START Recorded information

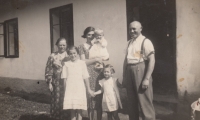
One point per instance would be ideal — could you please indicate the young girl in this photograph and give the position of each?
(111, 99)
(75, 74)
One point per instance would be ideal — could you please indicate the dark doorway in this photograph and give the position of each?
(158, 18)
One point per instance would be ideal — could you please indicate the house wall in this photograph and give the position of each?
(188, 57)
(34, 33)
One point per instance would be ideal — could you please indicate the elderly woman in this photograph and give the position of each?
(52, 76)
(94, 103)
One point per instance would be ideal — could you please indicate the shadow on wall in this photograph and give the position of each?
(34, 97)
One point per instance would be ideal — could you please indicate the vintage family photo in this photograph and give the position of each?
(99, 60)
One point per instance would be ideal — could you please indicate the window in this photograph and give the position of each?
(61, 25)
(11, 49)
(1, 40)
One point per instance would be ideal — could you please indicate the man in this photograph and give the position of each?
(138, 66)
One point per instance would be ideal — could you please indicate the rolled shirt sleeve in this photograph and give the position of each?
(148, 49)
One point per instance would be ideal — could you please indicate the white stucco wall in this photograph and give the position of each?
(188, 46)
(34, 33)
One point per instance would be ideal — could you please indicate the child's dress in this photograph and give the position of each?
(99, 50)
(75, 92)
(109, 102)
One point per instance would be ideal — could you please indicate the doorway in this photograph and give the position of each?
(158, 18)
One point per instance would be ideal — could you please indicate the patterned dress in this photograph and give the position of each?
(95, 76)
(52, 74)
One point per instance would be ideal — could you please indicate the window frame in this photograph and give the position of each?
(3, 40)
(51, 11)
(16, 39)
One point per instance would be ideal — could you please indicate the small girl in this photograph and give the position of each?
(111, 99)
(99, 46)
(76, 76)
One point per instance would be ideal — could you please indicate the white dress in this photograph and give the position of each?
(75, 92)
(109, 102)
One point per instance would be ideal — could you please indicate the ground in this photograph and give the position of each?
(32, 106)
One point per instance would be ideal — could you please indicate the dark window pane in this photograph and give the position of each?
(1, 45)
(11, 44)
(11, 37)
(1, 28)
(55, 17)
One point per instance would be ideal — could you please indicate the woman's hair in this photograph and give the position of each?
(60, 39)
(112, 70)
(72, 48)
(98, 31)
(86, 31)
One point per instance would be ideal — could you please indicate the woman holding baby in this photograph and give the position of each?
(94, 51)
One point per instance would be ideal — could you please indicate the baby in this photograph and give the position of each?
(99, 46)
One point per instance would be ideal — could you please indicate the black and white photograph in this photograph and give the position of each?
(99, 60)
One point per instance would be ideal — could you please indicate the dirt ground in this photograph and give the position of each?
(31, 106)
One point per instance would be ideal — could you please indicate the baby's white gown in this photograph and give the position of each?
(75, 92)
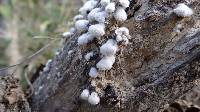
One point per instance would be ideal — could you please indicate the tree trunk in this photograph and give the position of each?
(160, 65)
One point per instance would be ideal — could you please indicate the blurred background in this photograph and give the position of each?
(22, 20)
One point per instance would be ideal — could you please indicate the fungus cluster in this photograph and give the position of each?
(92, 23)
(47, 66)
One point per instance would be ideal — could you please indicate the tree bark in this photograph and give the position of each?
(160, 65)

END Recorded information
START Recorded information

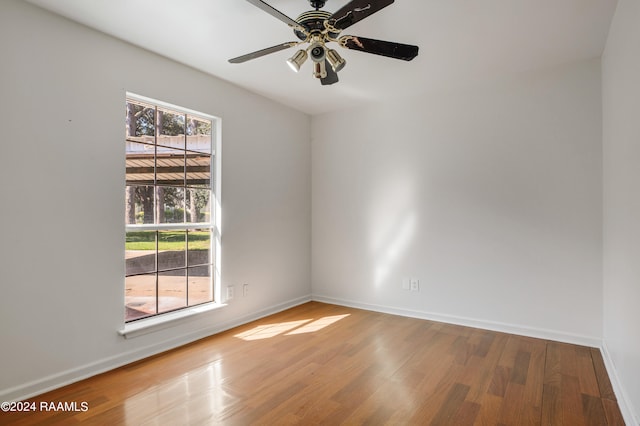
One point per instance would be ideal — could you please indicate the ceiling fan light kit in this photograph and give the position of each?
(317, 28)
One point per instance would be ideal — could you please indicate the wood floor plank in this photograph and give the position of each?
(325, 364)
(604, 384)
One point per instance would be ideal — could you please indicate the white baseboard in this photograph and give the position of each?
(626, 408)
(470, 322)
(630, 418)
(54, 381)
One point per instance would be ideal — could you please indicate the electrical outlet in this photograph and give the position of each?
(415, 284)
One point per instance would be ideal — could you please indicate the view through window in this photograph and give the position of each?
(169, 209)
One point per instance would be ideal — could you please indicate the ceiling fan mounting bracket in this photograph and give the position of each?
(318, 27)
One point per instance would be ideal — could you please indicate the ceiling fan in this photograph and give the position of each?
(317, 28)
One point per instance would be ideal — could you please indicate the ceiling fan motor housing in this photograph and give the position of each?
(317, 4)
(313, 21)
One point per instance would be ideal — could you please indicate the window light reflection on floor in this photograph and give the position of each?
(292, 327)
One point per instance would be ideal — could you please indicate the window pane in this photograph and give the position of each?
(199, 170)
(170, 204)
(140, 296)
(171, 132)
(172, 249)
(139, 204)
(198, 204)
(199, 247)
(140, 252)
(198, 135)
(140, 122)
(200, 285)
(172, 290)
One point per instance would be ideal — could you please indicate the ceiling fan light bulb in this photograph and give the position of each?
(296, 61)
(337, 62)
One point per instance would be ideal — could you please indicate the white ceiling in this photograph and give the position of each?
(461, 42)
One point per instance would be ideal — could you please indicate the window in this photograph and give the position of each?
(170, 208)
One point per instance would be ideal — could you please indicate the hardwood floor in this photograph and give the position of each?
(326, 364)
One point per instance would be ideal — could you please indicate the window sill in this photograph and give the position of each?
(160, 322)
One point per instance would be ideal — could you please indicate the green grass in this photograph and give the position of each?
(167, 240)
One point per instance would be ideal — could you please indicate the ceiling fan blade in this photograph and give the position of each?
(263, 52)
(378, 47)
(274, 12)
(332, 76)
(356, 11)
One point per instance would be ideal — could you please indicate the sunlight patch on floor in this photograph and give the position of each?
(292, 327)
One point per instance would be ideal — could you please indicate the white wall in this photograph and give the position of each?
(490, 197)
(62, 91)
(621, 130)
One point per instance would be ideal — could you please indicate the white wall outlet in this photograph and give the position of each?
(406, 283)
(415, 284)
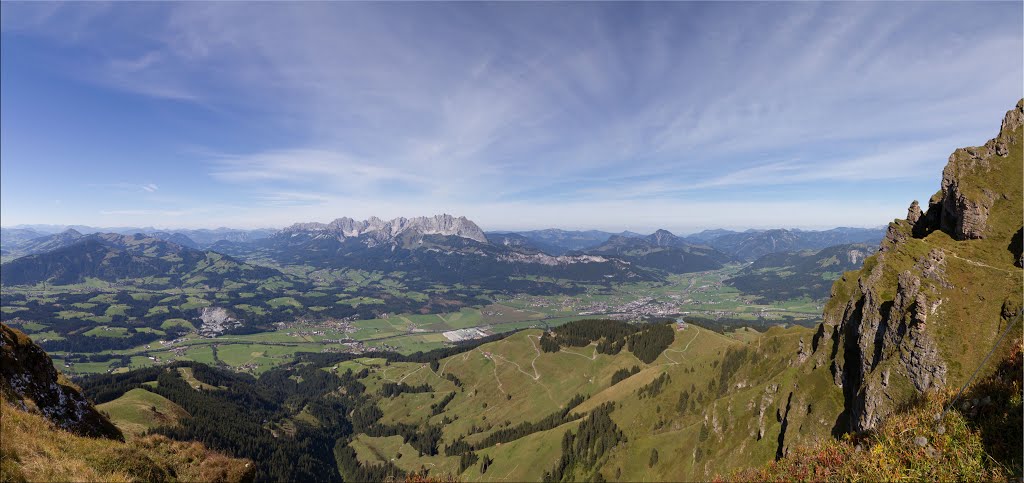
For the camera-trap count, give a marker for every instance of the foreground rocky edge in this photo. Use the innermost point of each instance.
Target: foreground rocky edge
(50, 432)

END Recorded information

▶ **Requirements**: List every line of the items above that contains the word "floor", and copy each one in full.

▶ **Reply**:
One point per instance would be ideal — could you please indicate the wood floor plank in this photograph and give the position of each?
One point per instance would be ideal — could you please indicate the window light reflection on floor in this photograph and give the position of each?
One point per instance would be ideal — could you please indicate the hardwood floor in this photograph and give the position of each?
One point per instance would be ideal — could you please indicate the sunlight patch on floor in this photograph and give the position of each?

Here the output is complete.